Exercise 1 —
Reproduce the entries verbatim, beginning with the line that contains "of the dark" and continuing through the end of the entries, with both of those lines included.
━━━━━ Document text
If I could just quote from what she said to me, at that time she was affected by the benefit cap. As I say, I visited her in her home, a pretty modest terraced house in a town in Hampshire, which was previously a council property, now owned by a private landlord. She was facing eviction when I saw her in August 2017.
“The last time I saw you I was being evicted, August 2017. That happened. Me and the kids packed up and were officially homeless. Off I went to the council who managed to find us a two-bedroom ground floor flat, private rented. It was filthy and very, very mouldy. We spent three months there. The kids slept in the bedrooms while I slept on my mattress in the living room. Unfortunately, I ended up having to bin it as it got extremely mouldy. We spent Christmas there and I had to change the boys’ school, which has affected their learning. We have now moved to a three-bedroom top floor maisonette. The kids are very upset and we have no garden.”
When I spent time with the family their second eldest child was four and he was very excited because he was starting school the next month, in the September, and since then he has been to three primary schools.
When we talk about the impact of the benefit cap, I think it is important to see that things are not necessarily solved by the benefit cap or someone moving to cheaper accommodation.
Josephine Tucker: Just to give you some sort of figures first, in terms of the scale of losses families are seeing as a result of the benefit cap. Some modelling analysis, which we carried out together with the Institute for Public Policy Research—published last year—found that, as a result of the benefit cap, both the original cap and the lowering of the cap, we will see around 200,000 more children in severe poverty. That is below 50% of median income. That is with Universal Credit fully rolled out.
Our “Cost of a Child” research, carried out by Professor Hirsch at Loughborough University this year, found that by 2021, thanks to a combination of rising costs and the lower benefit cap, a family with three children on out-of-work benefits will have barely a third of the money that the public has agreed through the minimum income standard—a well-researched process, costing a basic no-frills but acceptable standard of living in this country. That family will have barely a third of their needs—
Q73 Chair: Ordinary claimants would have how much of that?
Josephine Tucker: I don’t have that figure to hand but I would be happy to provide that afterwards. Sorry about that.
Of course the main losers in this case are children, cases reported to our early warning system. Parents talk about this kind of enormous stress of having to choose between putting money towards rent and essentials for your children, saying, in some cases, this worsens mental health difficulties. They are cutting back on healthy, fresh food and other essentials. They are cutting off internet subscription in some cases, which affects children’s ability to do research for their school projects. Of course, it also does not help parents to look for work.
━━━━━━━━━━
━━━━━ Records supplied
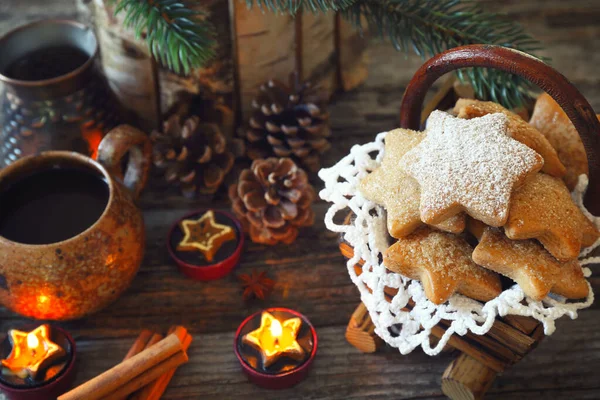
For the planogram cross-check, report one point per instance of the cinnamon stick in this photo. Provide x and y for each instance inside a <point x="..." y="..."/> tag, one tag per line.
<point x="139" y="344"/>
<point x="128" y="370"/>
<point x="148" y="376"/>
<point x="145" y="340"/>
<point x="156" y="389"/>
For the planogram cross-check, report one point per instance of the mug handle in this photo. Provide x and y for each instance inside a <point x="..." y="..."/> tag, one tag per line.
<point x="116" y="144"/>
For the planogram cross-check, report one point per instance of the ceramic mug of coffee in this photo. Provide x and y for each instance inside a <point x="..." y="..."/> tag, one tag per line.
<point x="71" y="236"/>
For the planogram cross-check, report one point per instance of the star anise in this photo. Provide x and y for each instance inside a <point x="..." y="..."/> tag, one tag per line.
<point x="256" y="284"/>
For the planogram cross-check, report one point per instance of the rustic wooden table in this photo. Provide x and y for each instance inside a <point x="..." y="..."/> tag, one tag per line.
<point x="311" y="274"/>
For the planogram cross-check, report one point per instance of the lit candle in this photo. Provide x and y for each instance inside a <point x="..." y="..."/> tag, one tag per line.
<point x="37" y="364"/>
<point x="206" y="244"/>
<point x="276" y="347"/>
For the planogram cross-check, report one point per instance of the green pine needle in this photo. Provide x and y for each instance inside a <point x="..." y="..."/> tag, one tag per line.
<point x="178" y="37"/>
<point x="428" y="27"/>
<point x="183" y="39"/>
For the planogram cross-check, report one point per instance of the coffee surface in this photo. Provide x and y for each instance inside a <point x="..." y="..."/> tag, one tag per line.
<point x="46" y="63"/>
<point x="52" y="205"/>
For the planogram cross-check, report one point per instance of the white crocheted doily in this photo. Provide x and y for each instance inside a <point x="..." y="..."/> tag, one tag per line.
<point x="368" y="236"/>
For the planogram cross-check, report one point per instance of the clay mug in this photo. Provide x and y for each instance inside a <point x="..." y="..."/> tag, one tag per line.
<point x="71" y="236"/>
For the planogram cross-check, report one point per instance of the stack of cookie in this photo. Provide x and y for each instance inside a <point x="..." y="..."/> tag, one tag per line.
<point x="483" y="193"/>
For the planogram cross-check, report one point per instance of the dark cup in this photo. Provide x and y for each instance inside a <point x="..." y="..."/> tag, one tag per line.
<point x="54" y="97"/>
━━━━━━━━━━
Exercise 2 —
Answer the following questions using the testimony on the benefit cap:
(a) In what month and year was the woman in Hampshire facing eviction when she was visited?
(b) How many months did the family spend in the two-bedroom ground floor flat?
(c) With which organization was the modelling analysis on the benefit cap carried out?

Response 1 —
For the planogram cross-check, report one point per instance of the dark cup in this photo. Provide x and y for each instance inside a <point x="..." y="..."/> tag, one tag per line.
<point x="54" y="97"/>

Response 2 —
(a) August 2017.
(b) Three months.
(c) The Institute for Public Policy Research.